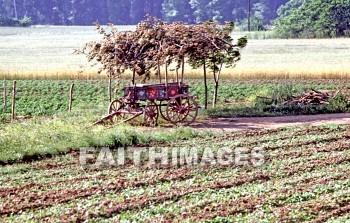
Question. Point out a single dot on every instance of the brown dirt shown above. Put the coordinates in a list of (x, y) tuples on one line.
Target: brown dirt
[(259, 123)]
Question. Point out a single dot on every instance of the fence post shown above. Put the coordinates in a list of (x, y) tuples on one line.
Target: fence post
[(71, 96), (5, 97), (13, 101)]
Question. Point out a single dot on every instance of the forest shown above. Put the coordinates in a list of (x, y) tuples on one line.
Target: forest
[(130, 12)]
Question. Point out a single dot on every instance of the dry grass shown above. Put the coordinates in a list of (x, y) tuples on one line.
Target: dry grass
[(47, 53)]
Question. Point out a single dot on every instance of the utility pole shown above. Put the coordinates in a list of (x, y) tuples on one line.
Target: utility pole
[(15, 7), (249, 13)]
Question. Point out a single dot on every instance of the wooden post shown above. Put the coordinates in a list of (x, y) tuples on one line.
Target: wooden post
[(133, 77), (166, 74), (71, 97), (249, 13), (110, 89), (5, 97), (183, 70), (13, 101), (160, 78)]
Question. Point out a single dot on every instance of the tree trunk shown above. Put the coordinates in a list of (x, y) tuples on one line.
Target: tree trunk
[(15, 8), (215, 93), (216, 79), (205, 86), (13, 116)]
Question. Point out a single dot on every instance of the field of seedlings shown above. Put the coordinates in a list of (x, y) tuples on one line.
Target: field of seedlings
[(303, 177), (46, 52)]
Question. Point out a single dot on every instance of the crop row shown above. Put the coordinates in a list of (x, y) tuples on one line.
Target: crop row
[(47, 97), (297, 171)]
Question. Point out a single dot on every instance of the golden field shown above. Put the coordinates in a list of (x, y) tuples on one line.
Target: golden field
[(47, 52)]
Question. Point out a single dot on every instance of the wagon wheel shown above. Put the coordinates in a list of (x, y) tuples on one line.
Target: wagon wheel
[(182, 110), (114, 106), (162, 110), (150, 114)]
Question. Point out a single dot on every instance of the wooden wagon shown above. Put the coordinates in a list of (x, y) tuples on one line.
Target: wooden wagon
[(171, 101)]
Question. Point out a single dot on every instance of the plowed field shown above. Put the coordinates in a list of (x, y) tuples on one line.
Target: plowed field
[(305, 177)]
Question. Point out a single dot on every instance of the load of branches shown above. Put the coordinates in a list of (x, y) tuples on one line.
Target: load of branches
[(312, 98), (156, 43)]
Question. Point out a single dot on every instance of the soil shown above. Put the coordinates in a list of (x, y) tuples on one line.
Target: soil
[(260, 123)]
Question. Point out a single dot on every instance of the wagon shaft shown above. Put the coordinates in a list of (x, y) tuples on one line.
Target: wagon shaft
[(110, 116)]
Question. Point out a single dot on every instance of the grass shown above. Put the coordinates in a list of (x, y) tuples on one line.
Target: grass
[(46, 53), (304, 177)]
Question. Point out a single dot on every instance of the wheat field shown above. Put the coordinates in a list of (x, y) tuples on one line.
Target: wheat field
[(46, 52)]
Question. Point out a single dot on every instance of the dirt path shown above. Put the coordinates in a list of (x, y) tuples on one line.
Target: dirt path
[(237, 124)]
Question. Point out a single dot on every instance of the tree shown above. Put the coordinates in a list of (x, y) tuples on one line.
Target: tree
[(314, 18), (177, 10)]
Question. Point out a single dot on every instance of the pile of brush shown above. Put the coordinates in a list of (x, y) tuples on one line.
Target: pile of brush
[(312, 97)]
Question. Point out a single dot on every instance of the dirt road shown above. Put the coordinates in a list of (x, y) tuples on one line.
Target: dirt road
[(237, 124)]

==

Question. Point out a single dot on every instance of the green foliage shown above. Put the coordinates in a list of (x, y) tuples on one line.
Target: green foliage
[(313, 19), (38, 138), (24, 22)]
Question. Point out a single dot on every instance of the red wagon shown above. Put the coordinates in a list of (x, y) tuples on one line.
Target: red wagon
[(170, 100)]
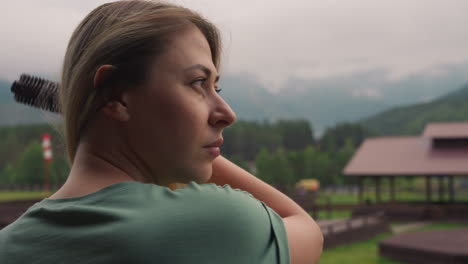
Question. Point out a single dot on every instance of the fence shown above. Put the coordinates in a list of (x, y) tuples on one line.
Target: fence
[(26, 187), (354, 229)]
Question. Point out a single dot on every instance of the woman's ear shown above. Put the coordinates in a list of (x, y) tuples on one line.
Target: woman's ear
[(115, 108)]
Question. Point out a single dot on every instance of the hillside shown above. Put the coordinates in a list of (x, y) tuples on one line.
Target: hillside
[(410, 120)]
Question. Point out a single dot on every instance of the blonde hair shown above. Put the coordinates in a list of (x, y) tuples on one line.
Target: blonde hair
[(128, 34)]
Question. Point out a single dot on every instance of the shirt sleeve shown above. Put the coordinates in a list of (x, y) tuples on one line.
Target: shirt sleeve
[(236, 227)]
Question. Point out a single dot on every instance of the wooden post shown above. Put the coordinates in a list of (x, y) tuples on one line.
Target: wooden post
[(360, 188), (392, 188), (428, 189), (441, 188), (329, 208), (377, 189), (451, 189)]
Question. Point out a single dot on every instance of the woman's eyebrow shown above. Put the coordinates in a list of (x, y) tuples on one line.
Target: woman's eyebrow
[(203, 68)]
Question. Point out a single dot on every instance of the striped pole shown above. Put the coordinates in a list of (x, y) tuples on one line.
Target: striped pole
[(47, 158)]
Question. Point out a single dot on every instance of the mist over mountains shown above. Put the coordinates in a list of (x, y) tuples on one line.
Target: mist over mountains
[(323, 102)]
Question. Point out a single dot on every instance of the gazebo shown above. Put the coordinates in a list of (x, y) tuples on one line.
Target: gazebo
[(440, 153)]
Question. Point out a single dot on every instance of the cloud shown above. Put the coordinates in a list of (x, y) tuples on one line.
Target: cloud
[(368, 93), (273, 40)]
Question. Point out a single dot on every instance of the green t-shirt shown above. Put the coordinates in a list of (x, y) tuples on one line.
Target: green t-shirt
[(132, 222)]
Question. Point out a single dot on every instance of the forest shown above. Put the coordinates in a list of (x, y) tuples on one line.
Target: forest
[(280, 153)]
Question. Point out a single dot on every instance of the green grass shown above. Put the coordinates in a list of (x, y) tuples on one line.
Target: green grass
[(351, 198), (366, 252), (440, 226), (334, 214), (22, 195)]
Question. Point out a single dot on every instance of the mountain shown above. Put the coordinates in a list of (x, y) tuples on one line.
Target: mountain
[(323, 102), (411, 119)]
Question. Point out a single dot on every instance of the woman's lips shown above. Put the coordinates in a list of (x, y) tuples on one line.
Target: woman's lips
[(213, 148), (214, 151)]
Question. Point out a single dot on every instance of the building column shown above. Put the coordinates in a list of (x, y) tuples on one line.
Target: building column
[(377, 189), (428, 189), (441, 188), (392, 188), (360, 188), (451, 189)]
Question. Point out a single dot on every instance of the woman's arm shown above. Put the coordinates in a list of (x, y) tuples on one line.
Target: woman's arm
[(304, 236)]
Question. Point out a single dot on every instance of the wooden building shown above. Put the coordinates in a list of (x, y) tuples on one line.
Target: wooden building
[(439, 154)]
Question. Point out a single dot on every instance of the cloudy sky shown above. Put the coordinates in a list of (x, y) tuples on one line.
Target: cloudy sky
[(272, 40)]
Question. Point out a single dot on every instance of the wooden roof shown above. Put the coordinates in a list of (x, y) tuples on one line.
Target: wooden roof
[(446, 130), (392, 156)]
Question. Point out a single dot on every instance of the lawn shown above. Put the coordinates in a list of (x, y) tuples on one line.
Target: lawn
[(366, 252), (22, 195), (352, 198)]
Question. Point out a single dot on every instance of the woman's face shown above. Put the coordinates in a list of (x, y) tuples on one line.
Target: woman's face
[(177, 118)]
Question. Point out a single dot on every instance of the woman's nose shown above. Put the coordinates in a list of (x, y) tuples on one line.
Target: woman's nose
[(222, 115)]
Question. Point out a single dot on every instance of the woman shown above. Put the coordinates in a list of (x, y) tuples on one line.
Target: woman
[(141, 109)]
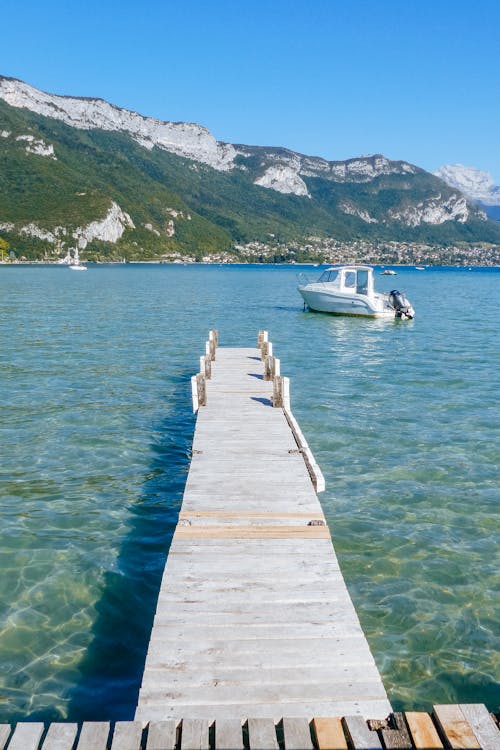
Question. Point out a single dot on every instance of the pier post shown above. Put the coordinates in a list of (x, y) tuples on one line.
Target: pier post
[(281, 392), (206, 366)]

* _Task statement_:
Only the lines above from the line containing "of the brown" through the line containing "the fence post" should be retyped, exactly and with both ends included.

* _Result below_:
Question. Point out a single dot on every instance of the brown dirt shown above. Put the coordinates in a list of (x, y) tuples on one line.
Target: brown dirt
[(259, 123)]
Question. Point out a single dot on every instance of the fence post shown above. Put the coordinates in a list of (x, y) tuples on one line.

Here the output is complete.